Reproduce the following data verbatim, line for line, without any alteration.

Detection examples
☆ ☆ ☆ ☆ ☆

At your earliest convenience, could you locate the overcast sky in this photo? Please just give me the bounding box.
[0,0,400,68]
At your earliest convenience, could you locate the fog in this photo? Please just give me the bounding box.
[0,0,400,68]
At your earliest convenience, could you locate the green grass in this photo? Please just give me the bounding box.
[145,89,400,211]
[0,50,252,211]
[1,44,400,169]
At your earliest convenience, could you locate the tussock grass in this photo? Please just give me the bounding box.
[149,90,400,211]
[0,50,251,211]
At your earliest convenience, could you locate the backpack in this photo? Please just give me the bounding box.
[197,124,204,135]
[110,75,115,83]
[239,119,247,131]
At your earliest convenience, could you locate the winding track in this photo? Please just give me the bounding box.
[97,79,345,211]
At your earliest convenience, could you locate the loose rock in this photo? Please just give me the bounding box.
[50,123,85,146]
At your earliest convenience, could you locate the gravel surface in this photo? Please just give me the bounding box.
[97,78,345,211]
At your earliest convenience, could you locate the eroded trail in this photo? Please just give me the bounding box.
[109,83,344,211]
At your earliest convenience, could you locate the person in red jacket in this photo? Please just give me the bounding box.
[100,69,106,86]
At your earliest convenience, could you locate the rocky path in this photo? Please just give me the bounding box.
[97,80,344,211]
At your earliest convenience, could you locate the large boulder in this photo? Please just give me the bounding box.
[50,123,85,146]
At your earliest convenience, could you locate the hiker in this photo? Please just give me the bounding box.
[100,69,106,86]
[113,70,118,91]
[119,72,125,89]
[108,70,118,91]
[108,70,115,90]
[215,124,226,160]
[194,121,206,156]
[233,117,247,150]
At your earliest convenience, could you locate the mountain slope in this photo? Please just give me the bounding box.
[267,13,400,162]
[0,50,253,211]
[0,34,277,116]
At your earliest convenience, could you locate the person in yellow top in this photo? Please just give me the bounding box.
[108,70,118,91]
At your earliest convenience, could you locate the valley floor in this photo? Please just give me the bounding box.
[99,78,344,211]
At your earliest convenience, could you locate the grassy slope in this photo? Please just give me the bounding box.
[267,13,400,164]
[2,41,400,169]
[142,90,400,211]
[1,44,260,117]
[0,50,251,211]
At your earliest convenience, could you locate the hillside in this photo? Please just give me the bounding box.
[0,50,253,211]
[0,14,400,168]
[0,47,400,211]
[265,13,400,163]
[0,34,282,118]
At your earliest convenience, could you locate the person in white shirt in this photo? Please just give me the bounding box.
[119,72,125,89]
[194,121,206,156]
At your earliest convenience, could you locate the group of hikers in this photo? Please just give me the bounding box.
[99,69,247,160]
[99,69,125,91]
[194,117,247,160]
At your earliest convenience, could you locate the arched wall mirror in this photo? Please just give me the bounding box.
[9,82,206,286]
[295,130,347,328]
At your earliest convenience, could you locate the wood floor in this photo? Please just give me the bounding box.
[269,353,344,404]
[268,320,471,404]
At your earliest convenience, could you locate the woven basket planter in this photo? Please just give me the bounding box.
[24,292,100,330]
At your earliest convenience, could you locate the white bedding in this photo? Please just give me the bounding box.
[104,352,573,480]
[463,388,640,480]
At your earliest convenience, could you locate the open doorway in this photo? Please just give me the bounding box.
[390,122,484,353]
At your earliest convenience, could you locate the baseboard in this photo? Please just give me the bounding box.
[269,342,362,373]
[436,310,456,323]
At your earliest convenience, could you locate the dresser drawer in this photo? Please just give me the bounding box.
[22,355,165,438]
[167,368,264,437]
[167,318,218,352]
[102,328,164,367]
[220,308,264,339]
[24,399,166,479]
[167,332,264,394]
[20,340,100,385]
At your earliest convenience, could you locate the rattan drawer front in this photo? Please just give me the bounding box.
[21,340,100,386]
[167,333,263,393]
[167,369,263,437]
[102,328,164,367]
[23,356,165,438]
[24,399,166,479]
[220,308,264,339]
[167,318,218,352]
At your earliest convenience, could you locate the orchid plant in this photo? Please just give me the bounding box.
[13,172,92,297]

☆ ☆ ☆ ☆ ☆

OUTPUT FOR THIS TASK:
At your earliest convenience, could you locate the overcast sky in this photo? Please just give me the bounding box.
[0,0,400,68]
At your earliest convenience, could you locate the fog in this photo? Please just give me the bounding box.
[0,0,400,68]
At your earliest convenience, could you locate the green grass in this photo? Please just give me the bounding box.
[145,89,400,211]
[0,50,252,211]
[1,44,400,169]
At your earliest convenience, could you locate the tussock grass in this photo? Please just give me the bounding box.
[149,90,400,211]
[0,50,251,211]
At your earliest convenience, could you locate the backpack in this photo? Please just give me the bounding box.
[197,124,204,135]
[110,75,115,83]
[239,119,247,131]
At your earliest convenience, could you locate the winding track in this photo? Please just give me the bounding box.
[97,79,345,211]
At your earliest convenience, could you locate the loose rock in this photo? Please just give me the bounding box.
[50,123,85,146]
At your earliest convenience, could you locate the gravel surface in this photo? Please just give me the bounding box.
[97,78,345,211]
At your earliest convenience, could you locate the eroded trail in this photo? Please just give me the bounding box.
[109,83,344,211]
At your earliest convenience, could you locate the person in red jacket in this photo? Please just give me the bounding box.
[100,69,106,86]
At your earliest convenience, could you locate the rocky path in this photo? Please just give me the bounding box.
[97,80,344,211]
At your earliest convenience, could you locate the large boulder in this photo? Please just give me the bounding box.
[50,123,85,146]
At your earliest convenience, could you locate the hiker in this photo? Please just give me the bounding box.
[100,69,106,86]
[113,70,118,91]
[119,72,125,89]
[108,70,118,91]
[108,70,115,90]
[215,124,226,160]
[194,121,206,156]
[233,117,247,150]
At your earliest convenience, could you locate the mountain slope in this photo? Please just give me the bounding box.
[267,13,400,162]
[0,50,253,211]
[0,34,277,116]
At your earliest convenience, could you locate the person in yellow top in this photo? Please just give me the bounding box.
[108,70,118,91]
At your earliest convenience, could you locate the valley floor in this photo? Please just give me the bounding box.
[99,78,344,211]
At your earliest convenience, could you locate the grassy slope in this photo? Please just give me the bounding box.
[267,13,400,164]
[2,41,400,169]
[142,90,400,211]
[1,44,260,117]
[0,50,251,211]
At your earliest convenience, could you locate the hillside in this photo? Please just give me the bounding box.
[0,50,253,211]
[0,14,400,168]
[0,47,400,211]
[265,13,400,163]
[0,34,282,118]
At your earliest convenience, could you locate the person in white shirt in this photo? Please just give me the bounding box.
[119,72,125,89]
[194,121,206,156]
At your earliest convenience, could you locate the group of hikers in this photo? Please just give me the bounding box.
[99,69,247,160]
[99,69,125,91]
[194,117,247,160]
At your earliest convenience, could you locate the arched wall mirror in this photo? Please just give me the bounding box.
[9,82,206,286]
[295,130,347,328]
At your earliest convenience, could you locate the wood floor in this photo? Please just give me the bounding box.
[269,353,344,404]
[268,320,471,404]
At your earliest convenience, could you locate the woven basket planter in this photo? Please just give me the bounding box.
[24,292,100,330]
At your earliest convenience, could you locate the white bedding in this photo? Please just give me the bounding box.
[104,352,573,480]
[463,388,640,480]
At your earliest convenience, could you locate the open doorway in this photo? Please just give me the bounding box.
[390,122,484,353]
At your earliest convenience, could you locate the baseboard in this photo? Please just give me the bounding box.
[269,342,362,373]
[436,310,456,323]
At your earliest convenience, could you locate the dresser drawer in this photo? Please just give me the bounding box.
[22,355,165,438]
[167,368,264,437]
[167,318,218,352]
[102,328,164,367]
[220,308,264,339]
[24,399,166,479]
[167,332,264,394]
[20,340,100,385]
At your earliest convenience, could you locate the rattan drawer front in this photo? Please just give me the bounding box.
[21,340,100,386]
[167,333,263,393]
[167,369,263,437]
[102,328,164,367]
[23,356,165,438]
[24,399,166,479]
[220,308,264,339]
[167,318,218,352]
At your earliest convenience, could you locate the orchid plant in this photo? Please just give me the bounding box.
[13,172,92,297]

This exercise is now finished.